— EXERCISE DETAILS —
Once the line containing "the laptop screen" is found, retype it and each line after it through the last entry below, word for word, and nothing else.

____ DATA SHOWN

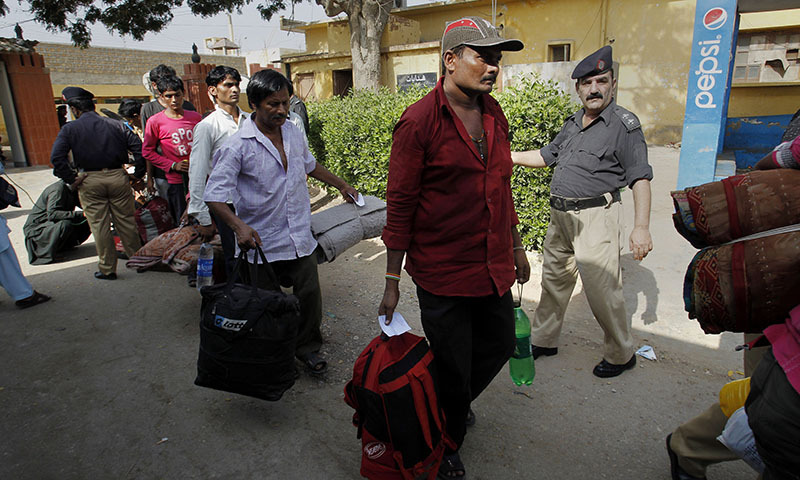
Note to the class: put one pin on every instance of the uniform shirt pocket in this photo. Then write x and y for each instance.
(589, 159)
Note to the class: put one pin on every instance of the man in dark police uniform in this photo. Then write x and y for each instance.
(599, 150)
(100, 147)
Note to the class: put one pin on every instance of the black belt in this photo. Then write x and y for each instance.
(567, 204)
(100, 169)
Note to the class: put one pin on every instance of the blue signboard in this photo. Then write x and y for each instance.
(713, 49)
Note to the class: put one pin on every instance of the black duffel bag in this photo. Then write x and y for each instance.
(247, 337)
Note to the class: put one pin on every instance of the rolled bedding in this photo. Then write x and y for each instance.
(741, 205)
(744, 286)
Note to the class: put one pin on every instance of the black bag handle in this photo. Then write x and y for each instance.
(251, 323)
(253, 269)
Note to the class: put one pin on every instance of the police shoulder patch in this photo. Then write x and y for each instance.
(628, 119)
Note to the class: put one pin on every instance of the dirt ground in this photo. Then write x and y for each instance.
(98, 383)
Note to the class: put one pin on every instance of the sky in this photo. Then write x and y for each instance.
(250, 31)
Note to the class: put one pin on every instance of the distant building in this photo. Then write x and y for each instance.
(651, 40)
(221, 46)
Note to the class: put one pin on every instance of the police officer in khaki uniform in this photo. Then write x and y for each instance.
(100, 147)
(599, 150)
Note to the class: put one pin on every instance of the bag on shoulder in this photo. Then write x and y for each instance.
(247, 337)
(8, 194)
(400, 423)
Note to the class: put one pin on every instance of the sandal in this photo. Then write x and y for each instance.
(452, 467)
(315, 363)
(34, 299)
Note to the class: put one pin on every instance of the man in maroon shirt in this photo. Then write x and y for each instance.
(450, 214)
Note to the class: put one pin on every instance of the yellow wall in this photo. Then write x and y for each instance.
(770, 20)
(757, 101)
(413, 61)
(651, 41)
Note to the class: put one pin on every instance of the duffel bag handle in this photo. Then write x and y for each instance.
(253, 269)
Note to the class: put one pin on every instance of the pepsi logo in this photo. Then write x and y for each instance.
(715, 18)
(374, 450)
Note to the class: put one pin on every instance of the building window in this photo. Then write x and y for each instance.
(342, 82)
(767, 57)
(559, 52)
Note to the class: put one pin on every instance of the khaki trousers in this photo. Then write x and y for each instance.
(106, 196)
(586, 242)
(695, 442)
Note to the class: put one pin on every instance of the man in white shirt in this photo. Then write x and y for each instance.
(209, 135)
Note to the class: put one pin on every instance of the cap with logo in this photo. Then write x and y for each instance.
(476, 32)
(595, 64)
(74, 93)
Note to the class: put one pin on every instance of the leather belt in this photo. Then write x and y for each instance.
(81, 170)
(568, 204)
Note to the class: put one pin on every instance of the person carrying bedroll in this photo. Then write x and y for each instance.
(599, 150)
(263, 168)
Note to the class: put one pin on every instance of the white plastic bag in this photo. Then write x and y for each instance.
(738, 437)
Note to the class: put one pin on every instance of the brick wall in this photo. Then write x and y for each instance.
(32, 91)
(117, 66)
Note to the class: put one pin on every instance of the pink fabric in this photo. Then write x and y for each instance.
(175, 138)
(785, 340)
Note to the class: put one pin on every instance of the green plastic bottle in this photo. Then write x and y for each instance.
(520, 365)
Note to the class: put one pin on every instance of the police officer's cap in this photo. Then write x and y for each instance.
(74, 93)
(595, 64)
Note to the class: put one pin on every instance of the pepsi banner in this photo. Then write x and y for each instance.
(713, 49)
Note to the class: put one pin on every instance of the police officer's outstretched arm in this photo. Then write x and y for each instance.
(640, 241)
(530, 159)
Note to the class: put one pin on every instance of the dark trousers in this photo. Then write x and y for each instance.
(176, 197)
(228, 239)
(301, 275)
(471, 339)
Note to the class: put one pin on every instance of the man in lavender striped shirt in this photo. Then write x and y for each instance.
(263, 167)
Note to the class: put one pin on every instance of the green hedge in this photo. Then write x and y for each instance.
(536, 110)
(352, 137)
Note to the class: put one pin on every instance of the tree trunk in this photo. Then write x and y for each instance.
(367, 23)
(367, 19)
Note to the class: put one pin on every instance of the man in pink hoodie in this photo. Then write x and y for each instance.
(172, 131)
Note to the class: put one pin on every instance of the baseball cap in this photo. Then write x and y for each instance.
(476, 32)
(71, 93)
(595, 64)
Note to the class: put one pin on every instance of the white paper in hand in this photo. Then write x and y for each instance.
(359, 200)
(397, 327)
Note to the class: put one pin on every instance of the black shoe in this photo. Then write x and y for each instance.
(677, 472)
(470, 420)
(607, 370)
(546, 351)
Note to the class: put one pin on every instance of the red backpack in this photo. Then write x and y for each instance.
(399, 421)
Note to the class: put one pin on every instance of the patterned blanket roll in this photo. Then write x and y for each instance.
(745, 286)
(718, 212)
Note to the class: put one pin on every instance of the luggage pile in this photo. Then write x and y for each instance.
(745, 277)
(176, 250)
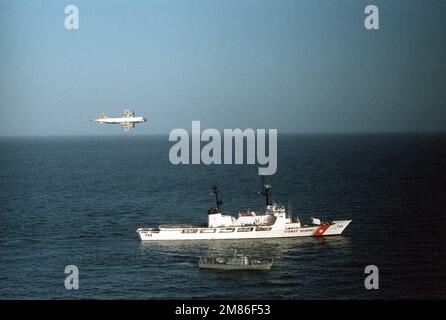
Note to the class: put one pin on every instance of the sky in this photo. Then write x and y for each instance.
(296, 66)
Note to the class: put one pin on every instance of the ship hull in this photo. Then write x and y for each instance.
(258, 267)
(335, 228)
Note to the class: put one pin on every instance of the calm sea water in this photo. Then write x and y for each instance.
(79, 200)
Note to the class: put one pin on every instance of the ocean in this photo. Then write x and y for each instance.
(79, 200)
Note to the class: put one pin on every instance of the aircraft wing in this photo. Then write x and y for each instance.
(127, 125)
(127, 113)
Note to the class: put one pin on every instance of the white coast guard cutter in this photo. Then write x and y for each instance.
(127, 121)
(273, 223)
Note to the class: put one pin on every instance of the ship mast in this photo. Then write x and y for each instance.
(266, 191)
(218, 201)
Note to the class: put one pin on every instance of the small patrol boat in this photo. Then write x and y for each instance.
(236, 262)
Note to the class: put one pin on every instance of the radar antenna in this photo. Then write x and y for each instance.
(266, 191)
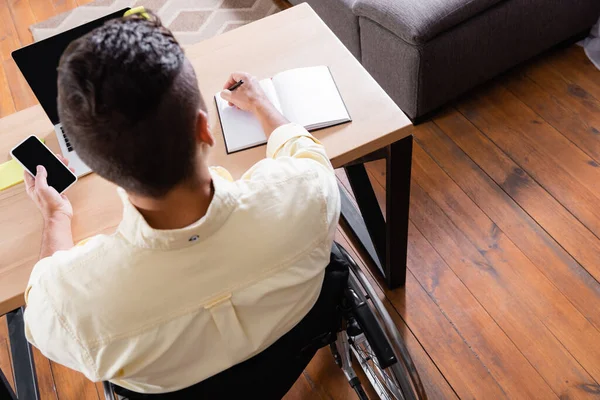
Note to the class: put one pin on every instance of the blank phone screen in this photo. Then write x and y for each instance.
(32, 153)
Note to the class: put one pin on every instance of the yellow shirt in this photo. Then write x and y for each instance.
(159, 310)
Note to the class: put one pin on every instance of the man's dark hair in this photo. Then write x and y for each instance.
(128, 100)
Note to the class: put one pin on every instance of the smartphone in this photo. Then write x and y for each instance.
(31, 152)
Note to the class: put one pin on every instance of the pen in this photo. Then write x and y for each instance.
(235, 85)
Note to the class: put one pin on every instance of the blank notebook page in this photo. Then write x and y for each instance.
(243, 130)
(309, 97)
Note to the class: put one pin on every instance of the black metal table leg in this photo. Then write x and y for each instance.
(22, 357)
(398, 171)
(385, 240)
(6, 391)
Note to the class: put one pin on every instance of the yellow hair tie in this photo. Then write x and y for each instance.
(137, 10)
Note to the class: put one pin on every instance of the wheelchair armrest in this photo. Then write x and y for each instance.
(109, 393)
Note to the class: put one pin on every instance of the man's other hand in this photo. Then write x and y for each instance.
(46, 198)
(249, 96)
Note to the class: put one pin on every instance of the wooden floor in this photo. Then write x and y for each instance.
(502, 297)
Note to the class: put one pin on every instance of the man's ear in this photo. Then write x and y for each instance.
(203, 133)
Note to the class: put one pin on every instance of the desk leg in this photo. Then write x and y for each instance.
(5, 389)
(398, 171)
(22, 357)
(385, 241)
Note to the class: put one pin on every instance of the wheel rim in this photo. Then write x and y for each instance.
(384, 383)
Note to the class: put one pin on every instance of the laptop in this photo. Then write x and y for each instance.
(38, 63)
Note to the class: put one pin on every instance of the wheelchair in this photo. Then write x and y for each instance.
(366, 337)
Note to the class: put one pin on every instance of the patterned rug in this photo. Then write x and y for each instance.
(190, 20)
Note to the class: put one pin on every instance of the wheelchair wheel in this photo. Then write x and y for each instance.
(376, 343)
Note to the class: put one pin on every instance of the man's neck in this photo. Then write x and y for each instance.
(182, 206)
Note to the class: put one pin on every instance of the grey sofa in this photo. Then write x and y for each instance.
(426, 52)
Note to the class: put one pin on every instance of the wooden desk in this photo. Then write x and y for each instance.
(293, 38)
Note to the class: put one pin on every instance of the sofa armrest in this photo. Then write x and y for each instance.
(418, 21)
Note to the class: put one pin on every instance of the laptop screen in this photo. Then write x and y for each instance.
(38, 62)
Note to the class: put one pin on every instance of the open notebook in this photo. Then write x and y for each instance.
(307, 96)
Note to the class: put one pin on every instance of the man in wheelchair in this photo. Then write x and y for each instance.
(204, 272)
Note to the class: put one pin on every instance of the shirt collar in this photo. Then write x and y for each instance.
(136, 230)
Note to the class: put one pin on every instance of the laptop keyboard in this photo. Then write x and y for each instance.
(69, 147)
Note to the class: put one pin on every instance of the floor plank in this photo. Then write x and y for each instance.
(7, 106)
(487, 110)
(564, 105)
(445, 347)
(302, 389)
(9, 39)
(73, 385)
(435, 384)
(22, 17)
(45, 376)
(576, 67)
(486, 242)
(496, 269)
(542, 208)
(491, 344)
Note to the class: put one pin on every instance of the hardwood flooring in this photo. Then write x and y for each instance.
(502, 297)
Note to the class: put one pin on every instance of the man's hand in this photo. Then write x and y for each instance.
(46, 198)
(250, 97)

________

— ANSWER BOX —
Note to the class: put one pin on every instance of the laptop screen in this photo. Then write x and y for each instance.
(38, 62)
Note to the class: put one pin on every instance of the open notebook in this photo. Then write x and y for each instance.
(307, 96)
Note to the class: put one pin on every instance of the man in wheelchair in this photo. Then write x and y for each instance.
(204, 272)
Note to the class: put one pin on every instance of the shirt collar in this photo. Then write x and y for each instance.
(136, 230)
Note to the class: put one pin on every instance of the laptop keyboard in this photo. Then write x and y for each instance.
(69, 147)
Note to the class: put one pin on every instance of the floor plank in this photo. Then write x and y for each instance.
(7, 106)
(487, 110)
(564, 105)
(445, 347)
(302, 389)
(9, 39)
(73, 385)
(435, 384)
(22, 17)
(45, 376)
(576, 67)
(486, 242)
(496, 269)
(542, 208)
(491, 344)
Note to the class: put one pin on every instance of the hardwood flooring in this photo. Then write x and y for each instance.
(502, 297)
Note to the class: put one pin on every instance of the man's hand in this photo. Then write x and y for each instance.
(46, 198)
(250, 97)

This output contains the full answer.